Lesetext >>
========================
Heimat Bote Nr. 47

Dr. Ing. Werner Zibner

Das Wrack im Haff

Der Im Heimatboten Folge 45 meldet Gerhard Kosemund, dass Ruslan Aksjonkin auf einer Sandbank im Frischen Haff die Reste eines deutschen Fischerkahns gefunden hat. Nach meiner Kenntnis der örtlichen Verhältnisse könnte es sich dabei um die Reste eines Angel- oder Keitelkahns handeln, der auf dem Peyser Haken angespült worden ist. Jedenfalls nehme ich diese Meldung zum Anlass, um auf betrübliche Dinge hinzuweisen.

Nach dem Krieg lagen die Angelkähne unserer Fischer beschädigt und vollgelaufen in den Häfen, an den Ufern des Kanals und des Haffes. Wir, die wir das Glück hatten, nicht verschleppt zu werden, hatten einige dieser Fahrzeuge gehoben und wieder instand gesetzt. Netze und Keitelgarne fanden wir auf den Böden der Fischerhäuser. So entstand insbesondere in Zimmerbude wieder eine stattliche Flotte, die auf dem Frischen Haff schon im Sommer 1945 zum Fang auslaufen konnte. Unser Fangbereich erstreckte sich vom Niederhaff bis zur polnischen Grenze. Leider war das Fischen mit Schleppnetzen auf dem Haff mit Gefahren verbunden. Es waren nicht nur die vielen Flugzeugwracks, an denen unsere Schleppnetze hängen blieben. Wenige Wochen vor Kriegsende hatte die Wehrmacht die Fischhausener Wiek auf der Ostseite des Kanals von Kamstigall bis Peyse mit Minen abgesperrt.
Offenbar hatte man befürchtet, dass die Russen vom Festland aus die südliche Samlandküste mit Schiffen angreifen könnten. Diese Minen wurden einigen von unseren Fischern zum Verhängnis. Nach meiner Erinnerung waren es alleine aus Zimmerbude vier Angelkähne, die diesen Minen zum Opfer gefallen sind. Auf jedem Fahrzeug befanden sich etwa drei Personen.
Nur ein Fischer, Heinz Klement, aus Zimmerbude überlebte die Explosion einer Mine und konnte über den Hergang berichten. Danach war er beim Schleppen mit seinem Angelkahn in die Nähe des verminten Bereiches geraten und hatte eine Mine eingefangen. Beim Einholen des Keitelgarnes erkannte er die Mine in dem trüben Wasser des Haffes zu spät. In dem Augenblick, in dem er die Mine sah, erfolgte die Detonation, und er wurde durch die Gewalt der Explosion zur anderen Seite des Schiffes ins Wasser geschleudert. Es gelang ihm, sich aus dem Gewirr von Netzen, Segeln und Brettern zu befreien, und mit Hilfe eines Bodenbrettes schwimmend das Ufer von Peyse zu erreichen. Am Nachmittag desselben Tages traf er verletzt auf dem Landwege in Zimmerbude ein. Seine Besatzungsmitglieder verloren ihr Leben, der Angelkahn, einer der längsten von etwa 12 m, ging im Bereich des Peyser Hakens unter. Ursprünglich hatten wir vermutet, dass den Fischern, die nicht mehr heimgekehrt waren, nachts die Flucht durch das Pillauer Tief gelungen wäre.
========================
Datenauszug >>
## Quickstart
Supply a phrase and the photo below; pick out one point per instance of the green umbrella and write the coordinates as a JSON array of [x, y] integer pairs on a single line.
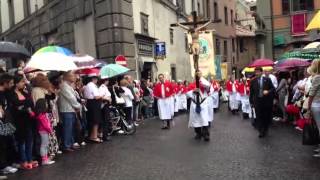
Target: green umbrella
[[299, 54], [112, 70]]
========================
Aufgabe A >> Schreib aus dem Lesetext die Stelle von „Heimat Bote Nr.“ bis einschließlich „betrübliche Dinge hinzuweisen.“ Wort für Wort ab.
Aufgabe B >>
Beantworte mit dem Lesetext diese Fragen:
(i) Wann konnte die Flotte aus Zimmerbude zum ersten Mal zum Fang auf das Frische Haff hinausfahren?
(ii) Wie viele Angelkähne aus Zimmerbude wurden laut Lesetext von den Minen zerstört?
(iii) Wie kam Heinz Klement nach der Explosion an das Ufer von Peyse?
Nimm als Grundlage nur den Lesetext.

Lösung A >>
Heimat Bote Nr. 47

Dr. Ing. Werner Zibner

Das Wrack im Haff

Der Im Heimatboten Folge 45 meldet Gerhard Kosemund, dass Ruslan Aksjonkin auf einer Sandbank im Frischen Haff die Reste eines deutschen Fischerkahns gefunden hat. Nach meiner Kenntnis der örtlichen Verhältnisse könnte es sich dabei um die Reste eines Angel- oder Keitelkahns handeln, der auf dem Peyser Haken angespült worden ist. Jedenfalls nehme ich diese Meldung zum Anlass, um auf betrübliche Dinge hinzuweisen.

Lösung B >>
(i) Schon im Sommer 1945.
(ii) Vier Angelkähne.
(iii) Er schwamm mit Hilfe eines Bodenbrettes dorthin.